Latest update: December 30th, 2013
“Trust, concern and respect” are the key words in Haverford College’s honor code.
This weekend at least some Haverford students who care about Israel weren’t feeling as if any of those terms applied to them.
There was an event at Haverford College on Sunday, Nov. 24, called “The Soldier and the Refusenik.” The two speakers who presented are traveling throughout the U.S. on a fundraising tour for their organization, Anarchists Against the Wall. That organization attacks not only the “Occupation,” but Israel’s very existence.
And perhaps worst of all, the Haverford Center for Peace and Global Citizenship was not only a co-sponsor of the event, it also provided technical and financial assistance.

§ Extracted entries
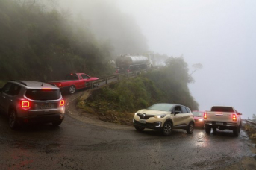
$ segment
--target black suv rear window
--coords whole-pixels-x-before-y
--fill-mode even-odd
[[[57,100],[60,98],[59,89],[27,89],[26,97],[31,100]]]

§ Exercises
• 1. In the article on the Haverford College event, reproduce word for word the part that opens with the words containing "This weekend at" and closes with "Israel’s very existence.".
• 2. Using the article on the Haverford College event, answer:
(a) What are the key words in Haverford College's honor code?
(b) What is the name of the organization the two speakers are raising funds for?
(c) Which Haverford body co-sponsored the event and gave it technical and financial assistance?
• 3. Go on with the article on the Haverford College event, starting after its final sentence.

§ The results
• 1.
This weekend at least some Haverford students who care about Israel weren’t feeling as if any of those terms applied to them.
There was an event at Haverford College on Sunday, Nov. 24, called “The Soldier and the Refusenik.” The two speakers who presented are traveling throughout the U.S. on a fundraising tour for their organization, Anarchists Against the Wall. That organization attacks not only the “Occupation,” but Israel’s very existence.

• 2.
(a) "Trust, concern and respect."
(b) Anarchists Against the Wall.
(c) The Haverford Center for Peace and Global Citizenship.

• 3.
During Sunday’s program, students were told by Israel-critical Israelis such “facts” as:
- Israel uses the “West Bank” and Gaza as its own private lab where it experiments on Palestinian Arabs and then sells the weapons it perfects to the “worst dictators in the world, including the United States”;
- Israeli soldiers kidnap young Arab children from their homes in the middle of the night. The Israelis then hold those children in military detention centers for one to three days, during which time the children aren’t given any water or allowed to see their parents or a lawyer. The Israelis then coerce the children into lying and saying that certain Arab leaders told the children to throw stones at Israeli soldiers. The Israeli soldiers then release the children and arrest the Arab leaders;
- Israeli soldiers pretend to be Arabs and join the “peaceful, non-violent Palestinian Arab demonstrations.” The soldiers pretending to be Arabs then throw stones at the Israelis, which unleashes the “hundreds of IDF soldiers” with guns and tear gas canisters who were waiting for the legitimacy provided by the undercover IDF to attack the non-violent Arab protesters;
- Under Israel’s military law, any threat to Israeli rule is terrorism. In fact, any Arab who does not “wholeheartedly” accept the occupation is officially deemed a terrorist.
Many of those underhanded strategies of entrapment and undercover work are essential, the speakers explain, because “the IDF can’t have these Ghandi types undermining our Occupation.” That’s right. The speakers described the Arab Palestinian leadership who are getting arrested as “Ghandi types.”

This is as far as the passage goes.